-------- Selected text
The 26-year-old, a regular at Anfield, has a degenerative eye condition which has got worse as he has got older.

“I wish I could see more but that doesn’t mean I can’t form an opinion of my own,” he said.

“It’s difficult for people that can see to understand, but I think of it as normal to me and I have been like that all my life. It’s just the way I watch the game.”

Mike admits he has been surprised at the level of interest following the clip being posted, with Salah’s involvement meaning even media outlets in Egypt have got in touch.

But it would have been easier for the Liverpudlian to distinguish the scorer had Salah’s strike not come at the Anfield Road end of the ground.

“It was very blurry,” he added. “Up close at the Kop End I am OK, but further away the ball gets harder to see. It wasn’t hard to work out what happened with noise.”
----------------
# Required work
1 – In the passage about the Liverpool fan, at which end of the ground did Salah's strike come?
2 – Please rewrite the paragraph of the passage about the Liverpool fan that begins "“It was very blurry,”" in one shorter sentence, keeping its main facts.
3 – Write what comes next in the passage about the Liverpool fan, picking up after its final sentence.
-------- Dataset content
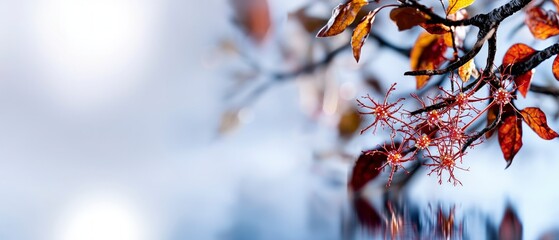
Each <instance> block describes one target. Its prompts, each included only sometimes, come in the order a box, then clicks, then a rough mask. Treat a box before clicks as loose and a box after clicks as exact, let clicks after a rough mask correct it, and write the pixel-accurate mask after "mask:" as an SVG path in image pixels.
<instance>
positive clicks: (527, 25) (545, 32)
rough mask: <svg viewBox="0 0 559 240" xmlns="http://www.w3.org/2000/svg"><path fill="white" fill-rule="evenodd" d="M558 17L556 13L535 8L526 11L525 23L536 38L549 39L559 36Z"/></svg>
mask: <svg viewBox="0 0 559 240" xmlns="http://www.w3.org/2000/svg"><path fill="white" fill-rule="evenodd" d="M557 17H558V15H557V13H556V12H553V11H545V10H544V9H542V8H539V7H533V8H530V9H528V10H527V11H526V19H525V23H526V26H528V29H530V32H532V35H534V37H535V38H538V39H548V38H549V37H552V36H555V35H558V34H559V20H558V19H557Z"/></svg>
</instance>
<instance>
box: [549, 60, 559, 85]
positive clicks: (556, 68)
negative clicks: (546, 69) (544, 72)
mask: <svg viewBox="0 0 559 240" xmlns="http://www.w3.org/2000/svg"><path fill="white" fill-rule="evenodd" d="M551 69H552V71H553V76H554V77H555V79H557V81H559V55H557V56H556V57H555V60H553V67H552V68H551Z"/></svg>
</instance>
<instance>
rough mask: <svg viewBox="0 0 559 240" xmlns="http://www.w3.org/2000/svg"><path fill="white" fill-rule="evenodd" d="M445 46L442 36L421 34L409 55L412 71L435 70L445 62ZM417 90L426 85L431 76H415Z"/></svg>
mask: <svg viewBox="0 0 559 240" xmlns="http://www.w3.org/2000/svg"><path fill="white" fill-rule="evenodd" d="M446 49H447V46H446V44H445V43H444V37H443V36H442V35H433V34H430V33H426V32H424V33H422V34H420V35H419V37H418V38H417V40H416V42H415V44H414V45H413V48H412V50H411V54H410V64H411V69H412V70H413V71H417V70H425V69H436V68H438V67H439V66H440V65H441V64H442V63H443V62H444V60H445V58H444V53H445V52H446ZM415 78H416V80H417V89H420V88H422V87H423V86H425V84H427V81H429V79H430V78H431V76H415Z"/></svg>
----------------
# Answers by item number
1 – The Anfield Road end.

2 – He said it was very blurry: close up at the Kop End he is OK, but farther away the ball is harder to see, though the noise made it easy to work out what happened.

3 –
Mike used to use the club’s live commentary service for blind and partially sighted spectators, but now prefers to immerse himself in the atmosphere.

“It’s there if I really want it,” he said.

“I like just being involved in the atmosphere and hearing what my cousin thinks – and anyone else, whether it’s five rows back and a pleasant comment or not.

“If it’s not my cousin Stephen with me then it’s other friends, it’s just normal for us. I find it weird the reaction. It’s nice, but a little bit strange!”